• _Short problem 1_
Print the portion of the tablesaw thread between "## unbob (Mar" and "at low cost.", inclusive.

• _Document text_
# Wards Powr Kraft 12" tablesaw. What's it worth?



## watermark (Jan 29, 2013)

I have a chance to pick up a 12" Wards Powr Kraft tablesaw. I have done a little searching online and haven't found much. From what I can tell it's from mid to late 40s and was made by Mooradian Manufacturing Co. Similar to this saw on page 3.

The saw is really clean and in good shape but other than an upgraded motor (5HP 230v Leeson) the rest is stock including the 3/4" arbor which will be a headache when replacing blades.

Model 74-TMA-2277

This would be my first tablesaw and is definitely a beast. The person I would be buying it from is a good friend who is at an age he needs to retire from the shop. He got it for nothing and has put $250 or so into it with the new motor and blade.

I want to give him a fair price for it but don't have much more than $350 to spend on a saw right now and would have to wait a while to invest in a fence upgrade for it. I told him I would have the $350 when I sell a coffee table I just need to finish and that's what I could offer but would look online for a fair price and if I was too low I would help sell it for what it's worth.

Is it worth picking up and if so what would you pay for it?


----------



## crank49 (Apr 7, 2010)

I didn't see a 12" saw in that brochure. Just 6" up to 10".
It's a right tilt from the images I do see.
The 3/4" arbor would be a problem for me.
But, if I had a place to put it, I'd love to have a vintage machine like that for $350.

OOPS, I stand corrected. They didn't show a picture of the 12" but it is in fact offered.
Notice the table is aluminum instead of cast iron.


----------



## unbob (Mar 10, 2013)

My 12" saw uses a 1" hole blade as standard. You can use a bushing on the 3/4" arbor for 1" blades.
Just for general cutting, the 12" Frued general purpose blade for the sliding saws works good at low cost.
Dado blades, will cost more, or a saw service can bore a standard stack to fit.


----------



## rwe2156 (May 7, 2014)

From what I can see and what you've said, you'll have another $500 invested in a fence and rails, if you go Biesmeyer (what else is there?) right? Also, there is no big advantage in a 12" saw. You will have less cutting power than a 10" blade at the same HP. Also 12" blades are considerably more expensive.

With upwards of a $900 invested, the expense of the blades, and an aluminum table, I just don't think it adds up.

My recommendation is to pass unless you think you can make the fence work. (The fence doesn't look that bad in the picture. Is it not usable?) At the very most, if you really like the saw and it definitely needs a fence, I would not invest in a fence system unless you can get the saw for basically nothing. But even then, you'll have $4-500 invested and the aggravation of installing it.

• _Short problem 2_
Collect each line of the records below that contains the string "stem". Matching is case-sensitive.

• _Records supplied_
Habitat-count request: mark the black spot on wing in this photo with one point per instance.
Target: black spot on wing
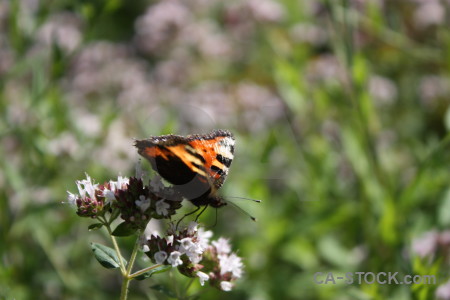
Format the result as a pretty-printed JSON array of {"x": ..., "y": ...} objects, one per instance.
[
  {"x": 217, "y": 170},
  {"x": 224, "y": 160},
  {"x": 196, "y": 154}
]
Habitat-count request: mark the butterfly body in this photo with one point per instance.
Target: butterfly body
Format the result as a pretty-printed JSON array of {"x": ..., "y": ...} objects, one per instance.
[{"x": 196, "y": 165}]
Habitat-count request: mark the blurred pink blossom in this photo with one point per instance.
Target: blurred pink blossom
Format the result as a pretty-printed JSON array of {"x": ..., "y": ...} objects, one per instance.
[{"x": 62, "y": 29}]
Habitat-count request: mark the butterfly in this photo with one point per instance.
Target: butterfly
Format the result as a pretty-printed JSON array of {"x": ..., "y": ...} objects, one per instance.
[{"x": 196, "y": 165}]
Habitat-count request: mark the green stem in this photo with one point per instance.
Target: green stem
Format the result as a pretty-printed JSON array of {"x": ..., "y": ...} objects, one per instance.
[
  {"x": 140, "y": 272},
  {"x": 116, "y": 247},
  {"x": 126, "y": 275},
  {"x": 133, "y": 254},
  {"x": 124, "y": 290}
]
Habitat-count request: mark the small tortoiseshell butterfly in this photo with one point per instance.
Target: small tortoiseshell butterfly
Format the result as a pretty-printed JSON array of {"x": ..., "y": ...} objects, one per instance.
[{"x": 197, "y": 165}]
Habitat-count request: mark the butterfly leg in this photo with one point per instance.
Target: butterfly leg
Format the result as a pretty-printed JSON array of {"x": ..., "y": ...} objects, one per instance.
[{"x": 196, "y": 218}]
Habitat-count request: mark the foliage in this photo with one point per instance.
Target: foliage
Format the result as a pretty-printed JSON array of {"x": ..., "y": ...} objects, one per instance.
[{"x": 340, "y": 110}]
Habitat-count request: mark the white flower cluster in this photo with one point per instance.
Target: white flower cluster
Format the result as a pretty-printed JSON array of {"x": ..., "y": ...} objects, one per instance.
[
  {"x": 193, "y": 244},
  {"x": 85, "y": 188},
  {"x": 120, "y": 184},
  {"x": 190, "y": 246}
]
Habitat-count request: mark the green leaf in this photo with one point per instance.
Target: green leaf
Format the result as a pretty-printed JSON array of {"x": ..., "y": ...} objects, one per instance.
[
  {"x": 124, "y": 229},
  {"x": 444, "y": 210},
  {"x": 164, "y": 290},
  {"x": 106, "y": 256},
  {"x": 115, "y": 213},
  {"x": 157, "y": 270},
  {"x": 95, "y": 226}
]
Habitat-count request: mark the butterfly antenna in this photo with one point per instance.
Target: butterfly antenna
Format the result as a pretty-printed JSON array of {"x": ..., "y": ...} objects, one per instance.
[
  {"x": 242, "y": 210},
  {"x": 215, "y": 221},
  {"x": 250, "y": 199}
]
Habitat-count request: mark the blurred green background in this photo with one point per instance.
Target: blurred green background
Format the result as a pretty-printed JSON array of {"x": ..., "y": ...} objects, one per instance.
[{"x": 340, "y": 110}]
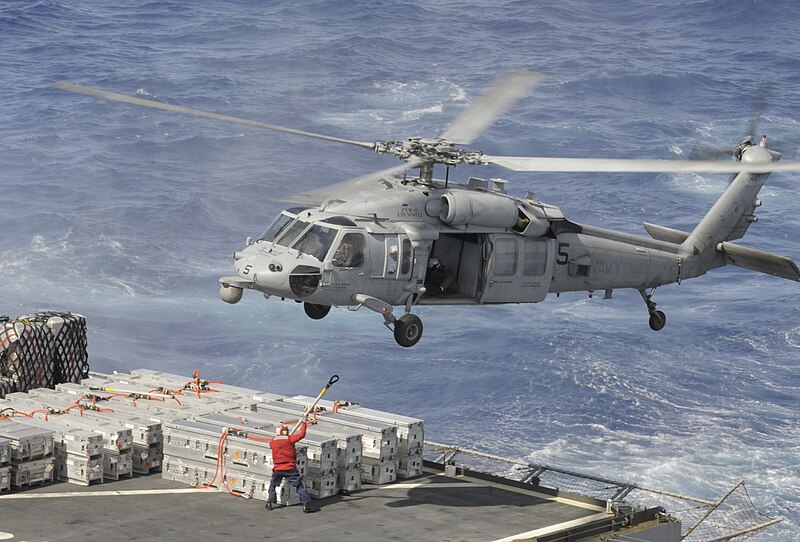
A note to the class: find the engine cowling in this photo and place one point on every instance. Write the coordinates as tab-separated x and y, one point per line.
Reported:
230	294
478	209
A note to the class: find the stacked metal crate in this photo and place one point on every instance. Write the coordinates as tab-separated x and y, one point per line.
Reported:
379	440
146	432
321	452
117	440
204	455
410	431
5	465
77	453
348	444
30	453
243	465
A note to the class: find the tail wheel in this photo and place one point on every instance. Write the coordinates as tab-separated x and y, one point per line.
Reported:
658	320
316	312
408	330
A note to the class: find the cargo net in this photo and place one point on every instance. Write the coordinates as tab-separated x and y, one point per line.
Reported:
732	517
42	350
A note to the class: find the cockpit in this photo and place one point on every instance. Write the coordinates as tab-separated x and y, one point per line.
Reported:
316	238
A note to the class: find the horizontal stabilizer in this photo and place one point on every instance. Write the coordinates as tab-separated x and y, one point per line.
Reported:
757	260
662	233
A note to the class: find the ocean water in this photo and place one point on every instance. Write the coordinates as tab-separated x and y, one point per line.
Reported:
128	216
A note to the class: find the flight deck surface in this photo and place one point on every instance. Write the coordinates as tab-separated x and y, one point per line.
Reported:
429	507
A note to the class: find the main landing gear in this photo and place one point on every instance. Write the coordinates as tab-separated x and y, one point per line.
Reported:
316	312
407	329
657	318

---

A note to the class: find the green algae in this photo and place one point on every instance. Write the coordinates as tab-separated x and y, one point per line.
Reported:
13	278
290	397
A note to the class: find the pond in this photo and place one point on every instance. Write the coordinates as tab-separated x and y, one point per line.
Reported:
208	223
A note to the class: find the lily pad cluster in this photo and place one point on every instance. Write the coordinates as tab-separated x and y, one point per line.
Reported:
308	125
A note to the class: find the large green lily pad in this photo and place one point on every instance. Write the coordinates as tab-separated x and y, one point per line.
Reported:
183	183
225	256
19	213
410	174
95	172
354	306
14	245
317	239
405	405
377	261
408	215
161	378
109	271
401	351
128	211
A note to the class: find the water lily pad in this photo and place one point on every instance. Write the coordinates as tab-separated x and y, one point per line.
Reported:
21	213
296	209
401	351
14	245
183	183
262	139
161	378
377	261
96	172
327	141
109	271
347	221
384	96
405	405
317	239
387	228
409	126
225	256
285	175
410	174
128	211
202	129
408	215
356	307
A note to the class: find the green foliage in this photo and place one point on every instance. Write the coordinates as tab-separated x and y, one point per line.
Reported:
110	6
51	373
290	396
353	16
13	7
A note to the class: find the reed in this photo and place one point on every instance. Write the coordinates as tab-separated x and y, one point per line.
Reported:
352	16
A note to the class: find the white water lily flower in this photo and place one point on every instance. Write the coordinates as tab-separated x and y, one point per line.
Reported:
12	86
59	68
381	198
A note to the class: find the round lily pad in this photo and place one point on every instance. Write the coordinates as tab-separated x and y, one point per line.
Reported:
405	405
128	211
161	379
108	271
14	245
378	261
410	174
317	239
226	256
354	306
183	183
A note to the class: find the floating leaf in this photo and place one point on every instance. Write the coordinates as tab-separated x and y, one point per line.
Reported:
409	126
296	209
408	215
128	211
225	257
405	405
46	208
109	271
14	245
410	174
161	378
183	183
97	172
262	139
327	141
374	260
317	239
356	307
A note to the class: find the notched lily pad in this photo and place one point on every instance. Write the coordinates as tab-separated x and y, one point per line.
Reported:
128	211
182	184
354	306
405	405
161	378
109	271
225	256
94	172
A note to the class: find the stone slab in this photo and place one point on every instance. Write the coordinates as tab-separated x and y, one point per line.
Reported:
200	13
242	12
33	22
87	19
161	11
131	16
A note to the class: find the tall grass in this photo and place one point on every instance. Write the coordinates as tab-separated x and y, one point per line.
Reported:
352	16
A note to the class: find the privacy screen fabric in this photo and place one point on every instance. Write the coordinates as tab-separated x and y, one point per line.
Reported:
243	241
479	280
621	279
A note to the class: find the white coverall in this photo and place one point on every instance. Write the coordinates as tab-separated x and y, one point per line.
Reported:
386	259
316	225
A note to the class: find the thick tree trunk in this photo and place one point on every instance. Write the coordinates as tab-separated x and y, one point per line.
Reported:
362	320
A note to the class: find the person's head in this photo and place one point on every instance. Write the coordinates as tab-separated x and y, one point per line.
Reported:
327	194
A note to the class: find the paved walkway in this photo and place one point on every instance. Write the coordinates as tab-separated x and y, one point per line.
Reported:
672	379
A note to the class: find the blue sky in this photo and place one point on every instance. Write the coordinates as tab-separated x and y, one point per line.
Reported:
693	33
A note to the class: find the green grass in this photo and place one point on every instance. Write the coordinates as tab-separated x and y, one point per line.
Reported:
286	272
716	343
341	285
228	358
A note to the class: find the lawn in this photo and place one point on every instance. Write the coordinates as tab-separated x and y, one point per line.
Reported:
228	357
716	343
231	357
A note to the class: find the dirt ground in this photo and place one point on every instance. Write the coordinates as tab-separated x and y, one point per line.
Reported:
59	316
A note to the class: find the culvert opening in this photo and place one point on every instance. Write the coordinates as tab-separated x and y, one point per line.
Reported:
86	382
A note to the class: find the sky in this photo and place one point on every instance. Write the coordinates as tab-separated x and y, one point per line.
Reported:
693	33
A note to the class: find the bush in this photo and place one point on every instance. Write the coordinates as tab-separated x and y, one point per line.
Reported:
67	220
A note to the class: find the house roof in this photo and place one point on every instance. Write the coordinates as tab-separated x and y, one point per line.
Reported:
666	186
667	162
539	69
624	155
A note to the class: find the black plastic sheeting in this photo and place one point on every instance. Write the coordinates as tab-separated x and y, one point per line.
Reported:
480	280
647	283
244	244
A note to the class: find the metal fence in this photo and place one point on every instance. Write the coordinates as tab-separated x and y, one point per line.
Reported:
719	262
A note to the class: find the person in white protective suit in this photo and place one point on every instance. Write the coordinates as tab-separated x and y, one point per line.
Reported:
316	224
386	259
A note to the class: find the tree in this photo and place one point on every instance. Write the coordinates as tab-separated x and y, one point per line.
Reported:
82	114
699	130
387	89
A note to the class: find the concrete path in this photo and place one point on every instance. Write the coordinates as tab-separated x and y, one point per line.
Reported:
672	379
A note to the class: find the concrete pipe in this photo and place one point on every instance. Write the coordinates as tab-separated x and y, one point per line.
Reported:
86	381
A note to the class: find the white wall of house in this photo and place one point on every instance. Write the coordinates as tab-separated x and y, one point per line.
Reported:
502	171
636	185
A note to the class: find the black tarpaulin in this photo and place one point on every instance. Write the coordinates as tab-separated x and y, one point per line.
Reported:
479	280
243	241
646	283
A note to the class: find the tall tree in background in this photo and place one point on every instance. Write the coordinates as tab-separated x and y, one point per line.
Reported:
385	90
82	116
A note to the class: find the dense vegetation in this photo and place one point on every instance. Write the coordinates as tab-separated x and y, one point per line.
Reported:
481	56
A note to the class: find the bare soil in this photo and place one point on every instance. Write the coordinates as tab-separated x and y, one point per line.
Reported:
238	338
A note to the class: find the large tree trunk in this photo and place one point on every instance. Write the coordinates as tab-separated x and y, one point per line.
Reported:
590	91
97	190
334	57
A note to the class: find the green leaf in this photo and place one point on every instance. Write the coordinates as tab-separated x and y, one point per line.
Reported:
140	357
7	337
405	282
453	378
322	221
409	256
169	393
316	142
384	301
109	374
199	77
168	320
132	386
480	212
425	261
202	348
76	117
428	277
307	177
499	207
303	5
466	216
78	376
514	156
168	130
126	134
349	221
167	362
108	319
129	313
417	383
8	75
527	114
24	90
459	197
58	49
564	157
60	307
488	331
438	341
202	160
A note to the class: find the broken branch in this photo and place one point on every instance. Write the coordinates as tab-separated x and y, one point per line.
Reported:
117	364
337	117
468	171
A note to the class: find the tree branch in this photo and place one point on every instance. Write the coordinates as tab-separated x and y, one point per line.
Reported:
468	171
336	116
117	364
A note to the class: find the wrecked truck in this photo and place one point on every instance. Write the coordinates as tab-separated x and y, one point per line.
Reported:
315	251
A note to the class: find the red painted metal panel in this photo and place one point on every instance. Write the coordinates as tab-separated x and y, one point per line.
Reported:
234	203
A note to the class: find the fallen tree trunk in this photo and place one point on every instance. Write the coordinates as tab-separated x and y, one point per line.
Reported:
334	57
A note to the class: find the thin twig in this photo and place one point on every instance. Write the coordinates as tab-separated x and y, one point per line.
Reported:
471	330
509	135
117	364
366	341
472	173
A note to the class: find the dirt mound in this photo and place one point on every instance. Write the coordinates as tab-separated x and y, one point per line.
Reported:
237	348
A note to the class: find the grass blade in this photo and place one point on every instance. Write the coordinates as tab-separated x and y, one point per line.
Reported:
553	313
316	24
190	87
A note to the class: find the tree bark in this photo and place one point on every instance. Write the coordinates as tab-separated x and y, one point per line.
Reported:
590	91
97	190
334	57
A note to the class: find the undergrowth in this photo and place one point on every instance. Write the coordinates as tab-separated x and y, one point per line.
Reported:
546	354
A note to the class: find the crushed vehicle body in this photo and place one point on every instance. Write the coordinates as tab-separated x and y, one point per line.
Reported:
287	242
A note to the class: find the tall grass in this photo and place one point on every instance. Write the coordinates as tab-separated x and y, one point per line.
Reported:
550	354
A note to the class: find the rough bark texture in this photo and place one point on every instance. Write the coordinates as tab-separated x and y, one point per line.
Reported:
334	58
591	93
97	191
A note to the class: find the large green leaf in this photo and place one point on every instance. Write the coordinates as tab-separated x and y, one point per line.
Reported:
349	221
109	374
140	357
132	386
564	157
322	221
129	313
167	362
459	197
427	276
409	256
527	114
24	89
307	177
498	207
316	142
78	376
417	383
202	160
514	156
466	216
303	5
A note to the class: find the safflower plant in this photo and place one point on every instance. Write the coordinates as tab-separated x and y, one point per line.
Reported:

• _Task solution 1_
## unbob (Mar 10, 2013)

My 12" saw uses a 1" hole blade as standard. You can use a bushing on the 3/4" arbor for 1" blades.
Just for general cutting, the 12" Frued general purpose blade for the sliding saws works good at low cost.

• _Task solution 2_
Habitat-count request: mark the green stem in this photo with one point per instance.
Target: green stem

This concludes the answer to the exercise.